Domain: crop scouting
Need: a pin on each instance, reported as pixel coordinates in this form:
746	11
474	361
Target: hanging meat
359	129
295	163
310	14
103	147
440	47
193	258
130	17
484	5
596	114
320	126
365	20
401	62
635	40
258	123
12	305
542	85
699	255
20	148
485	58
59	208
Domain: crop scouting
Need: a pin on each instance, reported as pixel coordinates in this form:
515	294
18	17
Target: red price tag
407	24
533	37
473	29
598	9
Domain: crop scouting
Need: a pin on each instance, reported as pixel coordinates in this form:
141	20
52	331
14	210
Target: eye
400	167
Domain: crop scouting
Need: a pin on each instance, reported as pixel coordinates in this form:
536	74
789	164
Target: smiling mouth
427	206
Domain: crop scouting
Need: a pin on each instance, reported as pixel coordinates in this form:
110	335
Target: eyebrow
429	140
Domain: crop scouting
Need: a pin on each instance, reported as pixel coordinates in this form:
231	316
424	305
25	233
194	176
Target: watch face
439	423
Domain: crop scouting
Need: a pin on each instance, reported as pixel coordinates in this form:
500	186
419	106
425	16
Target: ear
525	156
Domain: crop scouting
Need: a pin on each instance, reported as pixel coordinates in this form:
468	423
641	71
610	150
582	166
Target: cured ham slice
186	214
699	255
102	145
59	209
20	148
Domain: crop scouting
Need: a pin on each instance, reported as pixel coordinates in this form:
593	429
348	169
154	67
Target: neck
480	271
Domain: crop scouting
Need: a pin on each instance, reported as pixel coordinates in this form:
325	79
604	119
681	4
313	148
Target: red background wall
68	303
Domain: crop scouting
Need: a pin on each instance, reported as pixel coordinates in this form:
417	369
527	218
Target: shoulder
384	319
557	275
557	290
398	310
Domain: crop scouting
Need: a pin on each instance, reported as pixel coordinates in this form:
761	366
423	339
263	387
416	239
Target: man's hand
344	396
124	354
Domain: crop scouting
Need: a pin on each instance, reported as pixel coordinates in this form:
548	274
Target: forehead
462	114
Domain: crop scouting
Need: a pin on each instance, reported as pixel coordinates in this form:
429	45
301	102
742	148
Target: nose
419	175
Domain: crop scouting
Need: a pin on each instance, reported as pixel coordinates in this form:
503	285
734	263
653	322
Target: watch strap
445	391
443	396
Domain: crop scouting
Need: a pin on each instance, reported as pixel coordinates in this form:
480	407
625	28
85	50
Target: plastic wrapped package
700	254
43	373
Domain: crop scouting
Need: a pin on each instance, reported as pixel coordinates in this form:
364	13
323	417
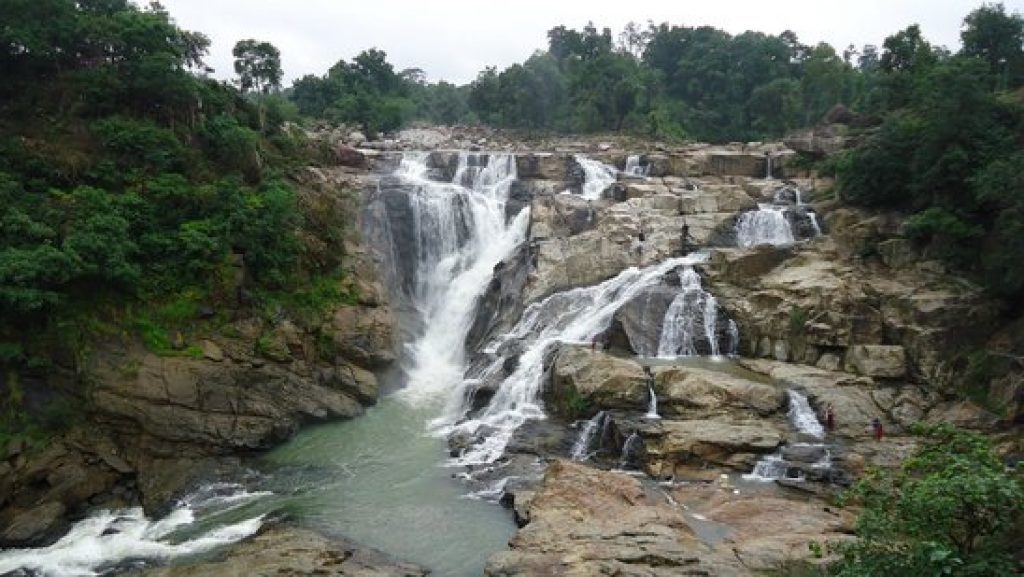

• • • • • • •

- [PROMPT]:
Pictures in the entries are to be skipped, and everything else repeated word for word.

- [FINISHED EXERCISE]:
Domain: crop scouting
Need: a pin on each instance, reported as pixel coordinates in this form:
746	11
474	361
Target: hanging meat
359	129
295	163
310	14
103	147
440	47
193	258
130	17
484	5
596	114
320	126
365	20
401	62
635	40
258	123
12	305
542	85
699	255
20	148
485	58
59	208
Domain: crop scouting
Need: a pin on each instance, reported as pixel coordinates in this form:
515	294
18	17
Target: red price tag
407	24
533	37
473	29
598	9
Domain: crop scouting
Need: a pin on each instance, reported as pixel coordinates in this form:
141	20
52	331
14	210
Target: eye
400	167
Domain: crop scouting
Need: a pin on each instance, reported as pixel coordinates in this form:
536	74
789	164
Target: smiling mouth
427	206
Domain: crop scouting
Need: a pin on each instance, reported as pixel coordinates in this form:
110	335
Target: eyebrow
429	140
Domain: crop scouting
Need: a pin on each instance, reported as pixel coordinates in this form:
231	316
424	305
25	233
194	176
Target: watch face
439	423
Domain: crop scouting
Need: a pin on each instance, reported as pixel coordinates in this form:
500	186
419	106
425	16
Target: ear
525	156
Domain: crop scouting
Need: a pin on each instance, reported as pixel coordinates in this form:
468	423
641	71
610	150
582	166
Target: cured ham slice
186	214
699	255
102	145
59	209
20	148
Domain: crop scouting
Need: a pin on each instance, reported as pixel coordinates in this form:
593	429
348	169
154	67
Target: neck
480	271
Domain: crop scouting
Need: a pin on each instance, reported as pixel coordinates in this form:
325	79
604	119
681	4
313	148
Target: red background wall
68	303
Domain: crop scouting
Need: a pin on each instance, reported as pixel coordinates in this form:
417	369
527	218
Target: shoulder
384	319
557	275
557	290
398	310
Domain: crop scouting
Need: a pin on each instance, reported as pixel coordinates in this form:
761	366
423	339
263	387
416	239
Target: man's hand
344	396
124	354
Domain: crop scouting
Need: a pin on each instance, reported as pixel coordinates in this form:
548	274
Target: forehead
462	114
Domain: crop scouting
Need: a pin on each instance, reported as pixel coordinates in this form:
429	45
301	102
742	148
Target: nose
419	175
Domain: crop scouting
Need: a pin on each instance, reported as pixel coordinates in this form:
503	285
734	263
653	322
Target: watch strap
445	391
443	396
Domain: crop scouting
Need: a pin on each instance, reported as pixel coordinates in this form:
480	407
625	28
85	50
Target: plastic wrapped package
700	254
43	373
Domain: crop scouting
Need: a pin on each instance, reported as pixel coordinates in this form:
364	13
323	417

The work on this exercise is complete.